Fonte:
★ ★ ★

Da una ricerca Demos appare un dato sorprendente: la fiducia degli italiani nello Stato è passata in un solo anno dal 22% al 33%
Sarà anche effetto, come sostiene Diamanti, della paura che porta a stringersi alla istituzioni, ma c’è anche un altro fattore da considerare: per la prima volto da anni lo Stato è diventato erogatore di risorse emesse a deficit: dai 30 miliardi del 2019 ai 180 di quest’anno.
Che gli italiani tornino ad apprezzare lo “Stato mamma” degli anni ’80? Uno Stato che ti ristruttura gratis la casa, ti compra il monopattino o i rubinetti di casa, ti restituisce parte dei soldi spesi, ti paga le vacanze e soprattutto ti garantisce ogni assistenza.
Tutto ciò avviene, naturalmente, a debito; un debito che non preoccupa perché tanto lo pagheranno le prossime generazioni e per molti anni ancora (speriamo) i tassi di interesse rimarranno bassi: ma sempre debito resta.

★ ★ ★

Elenco righe:
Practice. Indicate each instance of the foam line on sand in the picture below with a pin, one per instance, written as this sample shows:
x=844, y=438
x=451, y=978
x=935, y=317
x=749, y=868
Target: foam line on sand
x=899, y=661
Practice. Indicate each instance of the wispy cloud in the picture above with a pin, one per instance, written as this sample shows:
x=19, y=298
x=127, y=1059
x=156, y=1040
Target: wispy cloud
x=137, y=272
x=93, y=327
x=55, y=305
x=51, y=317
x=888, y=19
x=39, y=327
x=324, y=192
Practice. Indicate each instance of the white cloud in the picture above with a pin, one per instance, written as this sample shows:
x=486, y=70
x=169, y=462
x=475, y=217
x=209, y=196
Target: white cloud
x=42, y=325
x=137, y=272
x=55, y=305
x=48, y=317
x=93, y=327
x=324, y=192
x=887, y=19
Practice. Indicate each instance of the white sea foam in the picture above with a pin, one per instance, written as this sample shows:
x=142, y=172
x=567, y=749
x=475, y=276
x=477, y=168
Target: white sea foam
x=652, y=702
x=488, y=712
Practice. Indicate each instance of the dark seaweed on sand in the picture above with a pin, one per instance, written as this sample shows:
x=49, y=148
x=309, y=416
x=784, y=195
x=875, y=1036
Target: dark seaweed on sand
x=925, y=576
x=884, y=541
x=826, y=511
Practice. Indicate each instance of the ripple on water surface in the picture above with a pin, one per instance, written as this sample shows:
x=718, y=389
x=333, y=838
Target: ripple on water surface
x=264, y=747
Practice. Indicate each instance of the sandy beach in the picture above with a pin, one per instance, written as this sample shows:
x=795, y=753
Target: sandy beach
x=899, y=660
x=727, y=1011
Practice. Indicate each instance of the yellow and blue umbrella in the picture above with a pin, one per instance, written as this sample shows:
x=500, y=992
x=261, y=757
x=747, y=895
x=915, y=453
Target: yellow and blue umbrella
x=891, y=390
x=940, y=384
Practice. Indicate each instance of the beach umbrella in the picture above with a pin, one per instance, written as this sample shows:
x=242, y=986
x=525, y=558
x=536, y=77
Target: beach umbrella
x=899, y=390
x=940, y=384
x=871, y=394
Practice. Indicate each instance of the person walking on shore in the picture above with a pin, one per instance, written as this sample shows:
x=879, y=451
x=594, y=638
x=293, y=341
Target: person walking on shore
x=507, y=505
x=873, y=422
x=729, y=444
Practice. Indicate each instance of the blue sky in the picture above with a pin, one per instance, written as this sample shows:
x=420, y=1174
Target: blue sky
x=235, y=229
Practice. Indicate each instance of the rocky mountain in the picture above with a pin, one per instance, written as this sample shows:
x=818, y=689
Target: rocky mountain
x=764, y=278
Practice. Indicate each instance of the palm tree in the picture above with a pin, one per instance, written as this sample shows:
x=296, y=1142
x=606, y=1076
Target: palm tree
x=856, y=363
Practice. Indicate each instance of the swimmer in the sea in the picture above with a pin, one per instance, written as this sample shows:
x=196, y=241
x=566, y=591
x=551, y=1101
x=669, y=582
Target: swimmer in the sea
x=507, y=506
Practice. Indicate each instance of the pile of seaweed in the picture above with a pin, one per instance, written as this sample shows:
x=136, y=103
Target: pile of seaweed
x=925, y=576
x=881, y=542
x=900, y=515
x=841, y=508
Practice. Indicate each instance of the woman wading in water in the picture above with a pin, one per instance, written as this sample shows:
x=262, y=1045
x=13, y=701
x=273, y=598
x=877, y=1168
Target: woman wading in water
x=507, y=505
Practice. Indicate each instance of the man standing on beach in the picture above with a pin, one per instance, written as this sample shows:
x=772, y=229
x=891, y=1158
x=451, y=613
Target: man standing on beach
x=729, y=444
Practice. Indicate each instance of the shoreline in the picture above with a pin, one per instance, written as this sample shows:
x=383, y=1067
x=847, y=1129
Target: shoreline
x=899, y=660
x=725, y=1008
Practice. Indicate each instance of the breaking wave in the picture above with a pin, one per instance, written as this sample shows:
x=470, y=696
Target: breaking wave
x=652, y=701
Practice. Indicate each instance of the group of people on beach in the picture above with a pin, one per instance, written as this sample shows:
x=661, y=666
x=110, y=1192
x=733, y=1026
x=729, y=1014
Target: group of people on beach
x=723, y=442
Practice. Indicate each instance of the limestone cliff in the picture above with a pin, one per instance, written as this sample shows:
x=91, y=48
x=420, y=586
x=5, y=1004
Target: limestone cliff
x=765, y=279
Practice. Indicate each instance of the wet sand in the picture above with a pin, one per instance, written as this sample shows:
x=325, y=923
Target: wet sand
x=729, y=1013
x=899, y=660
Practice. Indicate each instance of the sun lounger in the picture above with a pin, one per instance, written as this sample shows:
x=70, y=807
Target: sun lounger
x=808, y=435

★ ★ ★

Consegna 1:
Trascrivi dal testo sulla fiducia nello Stato il passo che comincia con "Da una ricerca" e prosegue fino a "garantisce ogni assistenza.".
Consegna 2:
Conta quante righe contengono la stringa "wispy", distinguendo fra maiuscole e minuscole. Scrivi soltanto il numero.
Il testo sulla fiducia nello Stato e le righe sono materiali distinti.

Risposta 1:
Da una ricerca Demos appare un dato sorprendente: la fiducia degli italiani nello Stato è passata in un solo anno dal 22% al 33%
Sarà anche effetto, come sostiene Diamanti, della paura che porta a stringersi alla istituzioni, ma c’è anche un altro fattore da considerare: per la prima volto da anni lo Stato è diventato erogatore di risorse emesse a deficit: dai 30 miliardi del 2019 ai 180 di quest’anno.
Che gli italiani tornino ad apprezzare lo “Stato mamma” degli anni ’80? Uno Stato che ti ristruttura gratis la casa, ti compra il monopattino o i rubinetti di casa, ti restituisce parte dei soldi spesi, ti paga le vacanze e soprattutto ti garantisce ogni assistenza.

Risposta 2:
2